Passage to read:
Exhibit | December 1, 2015

The Eric Carle Museum Presents the Art of William Pène du Bois

(Amherst, MA)—The Eric Carle Museum of Picture Book Art commemorates the literary and artistic contributions of Newbery Award-winning American author and illustrator William Pène du Bois with the exhibition A Taste for Adventure: The Art of William Pène du Bois opening December 15 and running through May 1, 2016. Pène du Bois is the author and illustrator of numerous children’s books known for both their whimsy and serious themes. He published his first picture book at age twenty and continued writing and illustrating the rest of his life.

This exhibition, organized by Carle Curator Emeritus H. Nichols Clark, marks the centenary of Pène du Bois’s birth. Featured are illustrations from his 1947 Newbery Award-winning book, The Twenty-One Balloons, the fantastic story of Professor William Waterman Sherman’s around-the-world balloon voyage of 1883. Also on view are illustrations of Giant Otto, a large yellow hound who uses his size and strength to perform good deeds. Other endearing Pène du Bois characters come to life in Elizabeth the Cow Ghost, The Horse in the Camel Suit, and Porko von Popbutton. Pène du Bois’s illustrations animate text by such legendary authors as Isaac Bashevis Singer and local professor and two-time Pulitzer Prize winner Richard Wilbur.

“Pène du Bois is a master of delicate line,” says Chief Curator Ellen Keiter. “His fine draughtsmanship, combined with engaging stories and a comic cast of characters, makes for sophisticated yet spirited illustrations.”

In addition to featuring art from its permanent collection, the Museum borrowed illustrations from the Pène du Bois estate and several private collectors. In 1948, the American Library Association (ALA) honored Pène du Bois with its Newbery Medal—awarded annually to the most distinguished book of American literature for children—for The Twenty-One Balloons. Pène du Bois is among the elite few who have received both a Newberry Medal and a Caldecott Honor. The ALA twice awarded him Caldecott honors—in 1952 for Bear Party and in 1957 for Lion—in recognition of those superb picture books.


The son of noted American painter and art critic Guy Pène du Bois William Pène du Bois seemed destined by family influence to become an artist. His ancestry includes painters, architects, and designers in every generation since 1738. He studied art in France and began publishing books for children in the mid-1930s. He served in World War II as a correspondent for Yank and other magazines and became the first art director of The Paris Review in 1953. A highlight of his career was winning the Newbery Medal in 1948 for The Twenty-One Balloons. As an illustrator, he was awarded Caldecott Honors in 1952 for Bear Party and in 1957 for Lion. In addition to his own stories, he also illustrated books by such notable authors as Roald Dahl, Sir Arthur Conan Doyle, Edward Lear, Isaac Bashevis Singer, Jules Verne, and Mark Strand.

Given information:
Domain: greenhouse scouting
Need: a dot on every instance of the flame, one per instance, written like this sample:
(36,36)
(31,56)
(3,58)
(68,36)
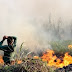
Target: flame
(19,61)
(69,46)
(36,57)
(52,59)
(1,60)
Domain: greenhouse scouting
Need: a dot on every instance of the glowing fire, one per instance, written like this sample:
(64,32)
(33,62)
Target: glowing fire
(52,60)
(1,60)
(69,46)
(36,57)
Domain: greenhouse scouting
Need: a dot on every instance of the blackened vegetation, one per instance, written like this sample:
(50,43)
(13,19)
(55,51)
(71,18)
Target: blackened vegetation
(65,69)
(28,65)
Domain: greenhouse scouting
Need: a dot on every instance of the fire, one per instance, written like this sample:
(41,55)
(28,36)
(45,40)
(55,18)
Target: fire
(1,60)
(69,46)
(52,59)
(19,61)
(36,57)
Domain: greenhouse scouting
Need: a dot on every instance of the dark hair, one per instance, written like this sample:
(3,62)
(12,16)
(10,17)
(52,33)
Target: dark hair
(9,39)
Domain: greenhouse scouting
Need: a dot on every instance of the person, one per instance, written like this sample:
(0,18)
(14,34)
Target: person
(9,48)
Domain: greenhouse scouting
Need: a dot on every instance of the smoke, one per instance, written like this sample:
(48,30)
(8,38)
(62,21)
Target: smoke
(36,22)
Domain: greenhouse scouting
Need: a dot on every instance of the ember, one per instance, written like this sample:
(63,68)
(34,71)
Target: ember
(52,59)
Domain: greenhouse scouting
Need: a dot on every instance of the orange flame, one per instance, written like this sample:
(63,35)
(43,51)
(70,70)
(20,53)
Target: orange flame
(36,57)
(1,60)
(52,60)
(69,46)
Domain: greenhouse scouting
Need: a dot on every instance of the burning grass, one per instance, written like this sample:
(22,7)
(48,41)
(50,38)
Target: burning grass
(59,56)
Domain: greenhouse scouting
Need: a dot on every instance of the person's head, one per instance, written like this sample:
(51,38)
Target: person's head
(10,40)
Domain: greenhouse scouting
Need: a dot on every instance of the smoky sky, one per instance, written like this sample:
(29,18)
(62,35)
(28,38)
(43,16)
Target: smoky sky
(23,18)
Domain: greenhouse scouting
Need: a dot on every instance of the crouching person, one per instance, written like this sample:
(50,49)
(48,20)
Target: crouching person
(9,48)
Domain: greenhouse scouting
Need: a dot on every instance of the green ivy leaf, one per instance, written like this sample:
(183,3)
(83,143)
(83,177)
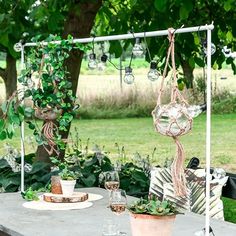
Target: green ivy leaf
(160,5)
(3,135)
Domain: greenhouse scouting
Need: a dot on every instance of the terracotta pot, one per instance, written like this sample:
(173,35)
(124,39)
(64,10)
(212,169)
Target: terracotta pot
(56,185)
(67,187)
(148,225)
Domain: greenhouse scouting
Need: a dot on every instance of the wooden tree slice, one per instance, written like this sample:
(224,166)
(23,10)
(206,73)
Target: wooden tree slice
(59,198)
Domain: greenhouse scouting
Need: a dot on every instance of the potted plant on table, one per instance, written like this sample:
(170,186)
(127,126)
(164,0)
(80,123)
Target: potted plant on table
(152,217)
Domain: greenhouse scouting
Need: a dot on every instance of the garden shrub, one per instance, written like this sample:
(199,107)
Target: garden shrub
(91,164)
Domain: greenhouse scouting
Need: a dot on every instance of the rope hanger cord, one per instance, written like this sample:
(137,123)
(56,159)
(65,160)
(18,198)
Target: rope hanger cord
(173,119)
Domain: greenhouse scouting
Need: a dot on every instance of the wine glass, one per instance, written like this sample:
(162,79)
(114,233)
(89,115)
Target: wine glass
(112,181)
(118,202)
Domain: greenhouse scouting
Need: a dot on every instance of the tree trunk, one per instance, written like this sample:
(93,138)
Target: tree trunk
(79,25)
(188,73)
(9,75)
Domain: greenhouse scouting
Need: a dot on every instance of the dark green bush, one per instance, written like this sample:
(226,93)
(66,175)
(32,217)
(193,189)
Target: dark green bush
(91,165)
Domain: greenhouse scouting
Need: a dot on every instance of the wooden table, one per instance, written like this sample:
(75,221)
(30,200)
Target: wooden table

...

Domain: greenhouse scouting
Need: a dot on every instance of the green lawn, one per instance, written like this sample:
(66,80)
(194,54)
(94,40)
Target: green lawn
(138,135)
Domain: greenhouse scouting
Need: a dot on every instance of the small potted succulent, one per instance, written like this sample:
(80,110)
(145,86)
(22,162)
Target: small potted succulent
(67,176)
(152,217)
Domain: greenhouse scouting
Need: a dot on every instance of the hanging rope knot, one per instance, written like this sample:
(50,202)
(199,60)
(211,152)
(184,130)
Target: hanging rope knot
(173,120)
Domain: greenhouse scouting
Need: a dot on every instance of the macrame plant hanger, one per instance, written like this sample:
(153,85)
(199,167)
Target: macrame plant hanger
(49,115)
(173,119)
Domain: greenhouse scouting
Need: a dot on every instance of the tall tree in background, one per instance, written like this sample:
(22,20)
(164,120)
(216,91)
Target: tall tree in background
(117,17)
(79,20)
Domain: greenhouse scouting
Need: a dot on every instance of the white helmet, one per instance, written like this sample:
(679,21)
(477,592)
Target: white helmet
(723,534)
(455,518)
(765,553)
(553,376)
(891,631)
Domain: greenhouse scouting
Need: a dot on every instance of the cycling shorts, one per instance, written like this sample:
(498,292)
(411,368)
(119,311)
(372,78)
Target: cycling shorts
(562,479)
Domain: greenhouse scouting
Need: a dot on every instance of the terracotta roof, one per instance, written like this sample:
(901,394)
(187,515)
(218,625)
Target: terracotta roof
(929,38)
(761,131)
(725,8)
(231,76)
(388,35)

Request: Extend the announcement of the William Pène du Bois exhibition at the Eric Carle Museum, picking up after its final sentence.

The output:
The mission of The Eric Carle Museum of Picture Book Art, a non-profit organization in Amherst, MA, is to inspire a love of art and reading through picture books. The only full-scale museum of its kind in the United States, The Carle collects, preserves, presents, and celebrates picture books and picture book illustrations from around the world. In addition to underscoring the cultural, historical, and artistic significance of picture books and their art form, The Carle offers educational programs that provide a foundation for arts integration and literacy. Eric Carle and the late Barbara Carle founded the Museum in November 2002. Eric Carle is the renowned author and illustrator of more than 70 books, including the 1969 classic The Very Hungry Caterpillar.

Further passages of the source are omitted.